Dataset items:
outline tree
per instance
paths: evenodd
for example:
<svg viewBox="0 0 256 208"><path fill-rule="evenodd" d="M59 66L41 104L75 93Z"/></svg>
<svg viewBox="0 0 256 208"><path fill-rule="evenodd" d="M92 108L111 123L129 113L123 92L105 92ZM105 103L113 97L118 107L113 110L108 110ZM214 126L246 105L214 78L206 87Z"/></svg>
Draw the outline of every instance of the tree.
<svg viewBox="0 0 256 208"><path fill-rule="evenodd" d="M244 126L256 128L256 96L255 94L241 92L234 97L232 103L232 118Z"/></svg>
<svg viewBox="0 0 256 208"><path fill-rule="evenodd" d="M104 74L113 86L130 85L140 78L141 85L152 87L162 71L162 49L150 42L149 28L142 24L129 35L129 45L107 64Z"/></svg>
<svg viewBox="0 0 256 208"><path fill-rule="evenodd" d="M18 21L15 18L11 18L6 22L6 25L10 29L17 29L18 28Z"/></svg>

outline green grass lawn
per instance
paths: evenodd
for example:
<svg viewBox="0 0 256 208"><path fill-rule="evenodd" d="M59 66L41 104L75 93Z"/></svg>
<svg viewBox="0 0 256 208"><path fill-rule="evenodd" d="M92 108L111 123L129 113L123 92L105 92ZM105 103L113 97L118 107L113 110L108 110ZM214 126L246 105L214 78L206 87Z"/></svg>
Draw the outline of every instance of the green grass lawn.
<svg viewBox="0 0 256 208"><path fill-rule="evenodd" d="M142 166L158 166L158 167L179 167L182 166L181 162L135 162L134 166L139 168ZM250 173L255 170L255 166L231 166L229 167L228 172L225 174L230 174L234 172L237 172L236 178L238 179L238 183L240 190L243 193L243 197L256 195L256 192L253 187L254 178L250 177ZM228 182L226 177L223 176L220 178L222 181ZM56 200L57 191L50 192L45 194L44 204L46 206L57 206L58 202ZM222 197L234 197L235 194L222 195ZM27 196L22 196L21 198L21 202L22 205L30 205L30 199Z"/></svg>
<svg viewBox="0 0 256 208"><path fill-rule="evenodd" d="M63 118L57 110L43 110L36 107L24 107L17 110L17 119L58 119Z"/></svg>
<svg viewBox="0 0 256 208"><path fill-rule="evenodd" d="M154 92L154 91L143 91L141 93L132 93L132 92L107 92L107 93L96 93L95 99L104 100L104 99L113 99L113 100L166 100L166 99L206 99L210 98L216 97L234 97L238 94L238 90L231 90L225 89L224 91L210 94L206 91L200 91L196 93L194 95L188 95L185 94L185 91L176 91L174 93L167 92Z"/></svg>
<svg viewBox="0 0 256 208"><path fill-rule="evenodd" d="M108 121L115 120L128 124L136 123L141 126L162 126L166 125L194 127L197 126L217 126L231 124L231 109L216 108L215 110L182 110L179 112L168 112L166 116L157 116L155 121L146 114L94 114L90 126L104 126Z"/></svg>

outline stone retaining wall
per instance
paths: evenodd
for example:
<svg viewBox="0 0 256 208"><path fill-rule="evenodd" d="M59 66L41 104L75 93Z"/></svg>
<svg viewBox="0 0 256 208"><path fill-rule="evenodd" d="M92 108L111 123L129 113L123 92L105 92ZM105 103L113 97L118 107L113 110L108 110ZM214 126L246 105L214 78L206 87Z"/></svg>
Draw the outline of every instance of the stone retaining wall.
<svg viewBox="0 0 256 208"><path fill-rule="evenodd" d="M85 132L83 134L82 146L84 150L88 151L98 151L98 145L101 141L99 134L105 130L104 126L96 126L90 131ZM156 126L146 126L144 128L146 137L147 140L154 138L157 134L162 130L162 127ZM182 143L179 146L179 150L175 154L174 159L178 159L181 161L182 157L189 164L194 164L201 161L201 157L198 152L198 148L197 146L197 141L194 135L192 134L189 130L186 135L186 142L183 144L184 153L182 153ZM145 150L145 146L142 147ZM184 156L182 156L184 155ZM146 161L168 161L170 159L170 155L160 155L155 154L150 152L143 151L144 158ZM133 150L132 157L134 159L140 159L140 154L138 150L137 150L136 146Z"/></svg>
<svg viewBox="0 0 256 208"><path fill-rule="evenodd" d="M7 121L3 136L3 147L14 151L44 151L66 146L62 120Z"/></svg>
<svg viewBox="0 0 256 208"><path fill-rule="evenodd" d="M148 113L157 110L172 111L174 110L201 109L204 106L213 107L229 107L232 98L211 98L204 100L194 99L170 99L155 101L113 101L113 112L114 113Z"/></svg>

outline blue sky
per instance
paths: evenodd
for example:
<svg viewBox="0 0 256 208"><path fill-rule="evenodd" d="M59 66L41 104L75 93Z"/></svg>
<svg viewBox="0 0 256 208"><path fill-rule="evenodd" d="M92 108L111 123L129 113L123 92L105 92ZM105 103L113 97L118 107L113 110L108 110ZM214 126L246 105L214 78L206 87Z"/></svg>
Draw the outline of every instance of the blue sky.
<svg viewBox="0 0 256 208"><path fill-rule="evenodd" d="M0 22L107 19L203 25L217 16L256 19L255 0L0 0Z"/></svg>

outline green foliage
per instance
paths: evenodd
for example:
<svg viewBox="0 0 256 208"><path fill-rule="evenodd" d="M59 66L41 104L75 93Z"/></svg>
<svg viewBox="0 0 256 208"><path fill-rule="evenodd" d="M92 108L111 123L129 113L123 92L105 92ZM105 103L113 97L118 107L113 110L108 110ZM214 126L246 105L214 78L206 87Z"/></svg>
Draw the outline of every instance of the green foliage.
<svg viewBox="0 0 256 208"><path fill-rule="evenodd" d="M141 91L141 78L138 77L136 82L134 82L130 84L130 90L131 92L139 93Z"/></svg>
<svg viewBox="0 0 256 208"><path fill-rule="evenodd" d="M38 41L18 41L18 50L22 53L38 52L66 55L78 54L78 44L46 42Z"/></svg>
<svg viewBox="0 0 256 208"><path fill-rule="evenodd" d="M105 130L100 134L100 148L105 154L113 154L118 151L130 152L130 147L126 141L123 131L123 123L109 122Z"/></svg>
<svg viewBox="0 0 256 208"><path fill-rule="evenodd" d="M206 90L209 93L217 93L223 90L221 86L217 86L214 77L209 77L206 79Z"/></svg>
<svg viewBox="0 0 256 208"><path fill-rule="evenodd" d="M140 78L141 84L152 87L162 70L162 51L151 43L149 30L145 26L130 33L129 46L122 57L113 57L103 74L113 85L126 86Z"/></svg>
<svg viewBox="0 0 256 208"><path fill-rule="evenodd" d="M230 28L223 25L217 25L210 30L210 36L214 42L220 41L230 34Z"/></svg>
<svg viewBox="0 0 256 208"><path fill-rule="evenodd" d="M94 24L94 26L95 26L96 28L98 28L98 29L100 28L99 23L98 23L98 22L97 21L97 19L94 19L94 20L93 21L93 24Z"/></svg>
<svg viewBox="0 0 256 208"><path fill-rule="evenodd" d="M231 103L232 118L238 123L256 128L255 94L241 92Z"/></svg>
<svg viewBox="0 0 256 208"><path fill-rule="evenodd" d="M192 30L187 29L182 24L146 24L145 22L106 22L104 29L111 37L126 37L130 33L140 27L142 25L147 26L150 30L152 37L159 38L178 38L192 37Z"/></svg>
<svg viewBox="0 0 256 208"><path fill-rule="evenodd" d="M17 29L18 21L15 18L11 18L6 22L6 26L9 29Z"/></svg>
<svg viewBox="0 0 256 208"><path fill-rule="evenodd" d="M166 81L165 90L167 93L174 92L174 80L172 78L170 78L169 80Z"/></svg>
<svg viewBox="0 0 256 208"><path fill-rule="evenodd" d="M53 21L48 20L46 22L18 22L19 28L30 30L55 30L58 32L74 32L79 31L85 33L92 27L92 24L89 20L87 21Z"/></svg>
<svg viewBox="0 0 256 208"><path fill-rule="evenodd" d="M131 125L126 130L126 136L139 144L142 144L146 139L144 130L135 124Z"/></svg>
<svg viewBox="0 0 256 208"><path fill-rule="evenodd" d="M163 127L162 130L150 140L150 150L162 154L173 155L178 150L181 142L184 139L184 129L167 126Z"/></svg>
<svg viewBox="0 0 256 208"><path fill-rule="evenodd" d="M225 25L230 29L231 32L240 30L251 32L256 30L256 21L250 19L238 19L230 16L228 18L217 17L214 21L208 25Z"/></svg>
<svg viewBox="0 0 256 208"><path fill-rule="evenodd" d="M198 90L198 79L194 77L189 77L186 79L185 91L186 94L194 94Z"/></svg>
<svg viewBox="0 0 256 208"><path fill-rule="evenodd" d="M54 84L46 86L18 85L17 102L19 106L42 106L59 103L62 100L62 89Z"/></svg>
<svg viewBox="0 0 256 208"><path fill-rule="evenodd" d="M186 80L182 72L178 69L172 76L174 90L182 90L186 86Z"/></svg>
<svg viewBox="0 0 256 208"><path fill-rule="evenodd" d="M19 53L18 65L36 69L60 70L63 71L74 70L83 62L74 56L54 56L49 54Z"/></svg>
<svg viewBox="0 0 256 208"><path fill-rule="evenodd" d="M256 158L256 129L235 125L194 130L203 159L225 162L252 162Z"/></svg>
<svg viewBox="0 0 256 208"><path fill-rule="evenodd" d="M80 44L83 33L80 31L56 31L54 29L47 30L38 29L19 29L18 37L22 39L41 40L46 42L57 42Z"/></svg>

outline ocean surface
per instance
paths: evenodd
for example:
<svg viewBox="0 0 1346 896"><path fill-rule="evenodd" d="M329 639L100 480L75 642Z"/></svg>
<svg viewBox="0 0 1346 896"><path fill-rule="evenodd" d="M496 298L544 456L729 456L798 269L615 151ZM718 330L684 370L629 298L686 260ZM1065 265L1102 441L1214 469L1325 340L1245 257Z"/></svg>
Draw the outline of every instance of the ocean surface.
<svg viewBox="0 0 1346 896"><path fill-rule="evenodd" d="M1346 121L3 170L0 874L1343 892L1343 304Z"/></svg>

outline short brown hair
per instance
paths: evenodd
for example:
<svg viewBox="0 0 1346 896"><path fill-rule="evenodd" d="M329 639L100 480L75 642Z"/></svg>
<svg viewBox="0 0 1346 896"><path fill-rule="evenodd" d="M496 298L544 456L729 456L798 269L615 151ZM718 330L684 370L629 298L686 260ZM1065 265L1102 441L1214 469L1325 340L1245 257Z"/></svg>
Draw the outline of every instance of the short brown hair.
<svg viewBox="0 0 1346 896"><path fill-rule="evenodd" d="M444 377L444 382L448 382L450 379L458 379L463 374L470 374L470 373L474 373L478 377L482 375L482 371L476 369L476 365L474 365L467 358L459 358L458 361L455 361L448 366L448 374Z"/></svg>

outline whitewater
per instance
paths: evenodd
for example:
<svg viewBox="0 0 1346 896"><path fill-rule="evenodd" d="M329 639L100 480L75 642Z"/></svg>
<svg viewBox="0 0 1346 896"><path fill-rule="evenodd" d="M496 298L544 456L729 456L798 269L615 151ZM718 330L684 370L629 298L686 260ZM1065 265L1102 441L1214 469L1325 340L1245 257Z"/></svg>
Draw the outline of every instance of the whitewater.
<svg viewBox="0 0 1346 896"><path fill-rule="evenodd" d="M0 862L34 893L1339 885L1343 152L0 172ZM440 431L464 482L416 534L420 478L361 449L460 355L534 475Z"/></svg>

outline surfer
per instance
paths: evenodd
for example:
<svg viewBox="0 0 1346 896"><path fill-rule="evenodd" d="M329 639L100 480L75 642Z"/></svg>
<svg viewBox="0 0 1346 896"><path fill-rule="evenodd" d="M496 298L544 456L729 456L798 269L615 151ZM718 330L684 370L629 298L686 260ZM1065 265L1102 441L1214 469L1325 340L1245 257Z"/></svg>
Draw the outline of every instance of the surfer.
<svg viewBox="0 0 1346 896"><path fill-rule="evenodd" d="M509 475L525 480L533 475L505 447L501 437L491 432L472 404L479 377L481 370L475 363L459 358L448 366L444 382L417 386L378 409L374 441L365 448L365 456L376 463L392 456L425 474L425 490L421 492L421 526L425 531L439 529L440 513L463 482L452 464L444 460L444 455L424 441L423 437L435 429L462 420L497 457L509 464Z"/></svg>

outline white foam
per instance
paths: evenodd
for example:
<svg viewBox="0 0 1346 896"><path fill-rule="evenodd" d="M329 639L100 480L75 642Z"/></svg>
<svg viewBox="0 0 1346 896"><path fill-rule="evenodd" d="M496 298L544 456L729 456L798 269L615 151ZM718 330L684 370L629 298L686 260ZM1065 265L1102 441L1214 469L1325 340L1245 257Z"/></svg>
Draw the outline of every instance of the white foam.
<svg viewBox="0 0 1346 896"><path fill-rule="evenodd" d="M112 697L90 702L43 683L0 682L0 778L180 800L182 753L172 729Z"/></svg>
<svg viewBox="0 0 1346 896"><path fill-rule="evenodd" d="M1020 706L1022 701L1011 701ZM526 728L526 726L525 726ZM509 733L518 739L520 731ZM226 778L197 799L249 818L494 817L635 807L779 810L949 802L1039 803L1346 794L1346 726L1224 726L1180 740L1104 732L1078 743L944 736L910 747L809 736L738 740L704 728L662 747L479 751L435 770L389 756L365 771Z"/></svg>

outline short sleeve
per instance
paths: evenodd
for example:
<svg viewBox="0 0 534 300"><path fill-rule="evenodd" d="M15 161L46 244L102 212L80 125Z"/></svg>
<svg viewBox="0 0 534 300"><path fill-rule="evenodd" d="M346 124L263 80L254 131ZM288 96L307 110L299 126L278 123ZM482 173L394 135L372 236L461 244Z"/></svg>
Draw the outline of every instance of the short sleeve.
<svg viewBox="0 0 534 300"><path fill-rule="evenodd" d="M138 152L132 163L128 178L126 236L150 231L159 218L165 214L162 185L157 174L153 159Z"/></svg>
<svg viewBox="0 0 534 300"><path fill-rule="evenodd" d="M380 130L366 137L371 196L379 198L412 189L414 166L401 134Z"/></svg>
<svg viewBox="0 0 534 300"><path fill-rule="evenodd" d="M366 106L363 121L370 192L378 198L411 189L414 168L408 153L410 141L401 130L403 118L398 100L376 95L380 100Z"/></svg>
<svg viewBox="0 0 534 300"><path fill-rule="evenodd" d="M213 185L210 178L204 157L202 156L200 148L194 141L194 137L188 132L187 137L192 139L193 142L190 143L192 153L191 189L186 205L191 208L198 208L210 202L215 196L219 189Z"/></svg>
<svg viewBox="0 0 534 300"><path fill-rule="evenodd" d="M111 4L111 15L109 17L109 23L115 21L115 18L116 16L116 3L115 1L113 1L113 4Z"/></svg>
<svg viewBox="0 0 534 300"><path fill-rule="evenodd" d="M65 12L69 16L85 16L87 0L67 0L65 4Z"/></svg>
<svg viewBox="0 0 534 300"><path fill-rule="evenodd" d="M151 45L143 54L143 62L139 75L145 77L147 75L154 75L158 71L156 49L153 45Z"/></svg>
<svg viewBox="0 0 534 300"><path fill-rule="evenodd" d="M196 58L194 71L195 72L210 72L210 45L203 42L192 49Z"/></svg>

*Exercise prompt*.
Can you reproduce the stretch from the start of the records through the line that contains "18L6 22L6 25L10", with every "tree" swapped for "shrub" and nothing else altered?

*Response to this task*.
outline shrub
per instance
paths: evenodd
for example:
<svg viewBox="0 0 256 208"><path fill-rule="evenodd" d="M59 66L41 104L75 93Z"/></svg>
<svg viewBox="0 0 256 208"><path fill-rule="evenodd" d="M92 108L111 123L129 113L123 92L105 92ZM105 103L113 97L118 107L113 110L108 110ZM214 126L246 105L214 78L206 87Z"/></svg>
Draw the outline of every instance of the shrub.
<svg viewBox="0 0 256 208"><path fill-rule="evenodd" d="M244 126L256 128L256 96L255 94L241 92L234 97L232 103L232 118Z"/></svg>
<svg viewBox="0 0 256 208"><path fill-rule="evenodd" d="M104 74L113 86L130 85L140 78L141 85L152 87L162 71L162 49L150 42L149 28L142 24L129 35L129 45L107 64Z"/></svg>
<svg viewBox="0 0 256 208"><path fill-rule="evenodd" d="M18 21L15 18L11 18L6 22L6 25L10 29L17 29L18 28Z"/></svg>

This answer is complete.